[Problem to solve] Print each line of the listing once more, precisely as given.

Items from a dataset
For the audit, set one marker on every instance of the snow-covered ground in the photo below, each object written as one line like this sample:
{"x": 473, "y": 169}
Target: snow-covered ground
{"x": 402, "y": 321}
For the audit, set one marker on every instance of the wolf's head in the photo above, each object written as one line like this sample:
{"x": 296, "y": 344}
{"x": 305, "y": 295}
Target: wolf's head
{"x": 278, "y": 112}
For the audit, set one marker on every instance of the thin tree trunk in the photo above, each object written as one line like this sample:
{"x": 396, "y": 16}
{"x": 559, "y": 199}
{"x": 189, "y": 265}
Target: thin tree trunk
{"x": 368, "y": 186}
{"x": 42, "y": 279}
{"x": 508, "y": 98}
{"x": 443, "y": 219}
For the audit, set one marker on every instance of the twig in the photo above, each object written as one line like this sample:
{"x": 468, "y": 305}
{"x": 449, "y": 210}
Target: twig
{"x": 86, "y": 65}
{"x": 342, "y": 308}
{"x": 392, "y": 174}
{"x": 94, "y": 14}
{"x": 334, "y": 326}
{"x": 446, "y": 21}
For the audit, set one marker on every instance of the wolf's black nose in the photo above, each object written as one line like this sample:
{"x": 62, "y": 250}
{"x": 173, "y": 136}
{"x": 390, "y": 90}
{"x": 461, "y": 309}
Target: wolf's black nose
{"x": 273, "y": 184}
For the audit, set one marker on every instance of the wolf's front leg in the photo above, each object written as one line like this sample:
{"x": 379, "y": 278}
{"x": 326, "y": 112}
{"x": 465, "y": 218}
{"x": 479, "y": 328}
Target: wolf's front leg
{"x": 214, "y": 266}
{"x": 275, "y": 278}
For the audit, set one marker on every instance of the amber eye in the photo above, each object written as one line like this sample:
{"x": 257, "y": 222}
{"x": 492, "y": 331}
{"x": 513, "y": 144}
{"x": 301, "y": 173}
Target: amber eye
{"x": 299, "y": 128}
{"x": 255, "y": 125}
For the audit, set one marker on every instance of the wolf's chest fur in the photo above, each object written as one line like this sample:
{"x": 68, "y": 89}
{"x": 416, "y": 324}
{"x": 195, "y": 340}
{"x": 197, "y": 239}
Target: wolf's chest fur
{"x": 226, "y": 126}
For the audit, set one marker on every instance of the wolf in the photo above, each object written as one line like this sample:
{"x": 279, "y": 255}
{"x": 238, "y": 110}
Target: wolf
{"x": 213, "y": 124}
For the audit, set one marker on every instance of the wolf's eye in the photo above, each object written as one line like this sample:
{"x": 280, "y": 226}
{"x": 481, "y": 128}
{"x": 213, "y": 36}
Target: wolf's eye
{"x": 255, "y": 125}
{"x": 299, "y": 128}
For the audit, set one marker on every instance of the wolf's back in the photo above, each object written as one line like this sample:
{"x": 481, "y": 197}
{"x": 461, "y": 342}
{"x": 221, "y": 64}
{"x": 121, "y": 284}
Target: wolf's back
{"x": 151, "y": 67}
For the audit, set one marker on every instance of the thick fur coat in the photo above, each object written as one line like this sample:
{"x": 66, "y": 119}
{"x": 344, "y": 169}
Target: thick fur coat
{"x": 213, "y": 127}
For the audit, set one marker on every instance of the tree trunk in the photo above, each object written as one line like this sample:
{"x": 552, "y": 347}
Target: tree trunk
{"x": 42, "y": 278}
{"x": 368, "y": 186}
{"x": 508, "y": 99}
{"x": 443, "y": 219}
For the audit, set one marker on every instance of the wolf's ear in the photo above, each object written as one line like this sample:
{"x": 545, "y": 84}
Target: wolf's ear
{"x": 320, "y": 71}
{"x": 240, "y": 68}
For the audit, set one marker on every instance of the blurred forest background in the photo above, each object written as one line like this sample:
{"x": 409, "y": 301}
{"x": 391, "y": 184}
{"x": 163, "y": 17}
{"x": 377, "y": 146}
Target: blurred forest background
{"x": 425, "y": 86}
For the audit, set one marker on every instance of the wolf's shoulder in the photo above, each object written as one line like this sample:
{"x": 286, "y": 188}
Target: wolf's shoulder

[Result of the exercise]
For the audit, set one marker on every instance of the snow-covered ground in the photo below, each object written as one line like this sample:
{"x": 473, "y": 169}
Target: snow-covered ground
{"x": 402, "y": 321}
For the audit, set one marker on every instance of the wolf's head in the photo above, each object written as one line like this sample:
{"x": 296, "y": 344}
{"x": 305, "y": 295}
Target: wolf's head
{"x": 278, "y": 112}
For the audit, set one marker on every instance of the thin tree trunk in the photo above, each object written as one line like this sample:
{"x": 396, "y": 16}
{"x": 559, "y": 199}
{"x": 189, "y": 265}
Target: thin tree trunk
{"x": 368, "y": 186}
{"x": 42, "y": 279}
{"x": 508, "y": 98}
{"x": 443, "y": 219}
For the audit, set one marker on every instance of the twig in the photo above, each object written as one line like this sample:
{"x": 468, "y": 305}
{"x": 449, "y": 210}
Target: twig
{"x": 86, "y": 65}
{"x": 342, "y": 308}
{"x": 392, "y": 174}
{"x": 94, "y": 14}
{"x": 334, "y": 326}
{"x": 446, "y": 21}
For the audit, set one marker on every instance of the wolf's black nose in the photo above, each object written as one line like this sample:
{"x": 62, "y": 250}
{"x": 173, "y": 136}
{"x": 390, "y": 90}
{"x": 461, "y": 309}
Target: wolf's black nose
{"x": 273, "y": 184}
For the audit, set one marker on every instance of the wolf's front leg in the photo above, each object written as one line like this sample:
{"x": 379, "y": 278}
{"x": 326, "y": 112}
{"x": 465, "y": 218}
{"x": 479, "y": 328}
Target: wolf's front leg
{"x": 214, "y": 266}
{"x": 275, "y": 278}
For the audit, set one marker on every instance of the amber eye in the photo above, each object written as one line like this sample:
{"x": 257, "y": 222}
{"x": 492, "y": 331}
{"x": 513, "y": 144}
{"x": 301, "y": 173}
Target: amber eye
{"x": 299, "y": 128}
{"x": 255, "y": 125}
For the audit, set one marker on every instance of the wolf's chest fur in the photo above, each object written as one line like this sample:
{"x": 68, "y": 89}
{"x": 416, "y": 324}
{"x": 195, "y": 340}
{"x": 197, "y": 239}
Target: wolf's chest fur
{"x": 226, "y": 126}
For the audit, set one marker on every instance of the wolf in the photo above, each object written as one line like this sample:
{"x": 279, "y": 255}
{"x": 238, "y": 110}
Target: wolf
{"x": 213, "y": 124}
For the audit, set one marker on every instance of the wolf's eye in the photo above, each object written as one line like this sample:
{"x": 280, "y": 226}
{"x": 481, "y": 128}
{"x": 213, "y": 36}
Target: wolf's eye
{"x": 255, "y": 125}
{"x": 299, "y": 128}
For the audit, set one marker on every instance of the wolf's back in the photo above, each object written as one line like this sample:
{"x": 481, "y": 197}
{"x": 461, "y": 342}
{"x": 221, "y": 64}
{"x": 121, "y": 284}
Target: wolf's back
{"x": 151, "y": 67}
For the audit, set one marker on every instance of the thick fur coat in the photo above, each object written as one line like this sample:
{"x": 66, "y": 119}
{"x": 344, "y": 169}
Target: thick fur coat
{"x": 213, "y": 127}
For the audit, set one marker on every instance of the tree trunk in the photo above, each object written as one line like this sample:
{"x": 552, "y": 347}
Target: tree trunk
{"x": 42, "y": 278}
{"x": 368, "y": 186}
{"x": 508, "y": 99}
{"x": 443, "y": 219}
For the audit, set one marker on every instance of the wolf's ear in the photo above, each object written as one line like this sample:
{"x": 545, "y": 84}
Target: wolf's ear
{"x": 320, "y": 71}
{"x": 240, "y": 68}
For the audit, set one marker on every instance of the blurred forest background in the photo above, each object written as one line like this sample:
{"x": 409, "y": 301}
{"x": 391, "y": 184}
{"x": 163, "y": 17}
{"x": 377, "y": 146}
Target: blurred forest background
{"x": 425, "y": 86}
For the audit, set one marker on every instance of the wolf's shoulder in the photo above, each object written as one line like this sample:
{"x": 286, "y": 188}
Target: wolf's shoulder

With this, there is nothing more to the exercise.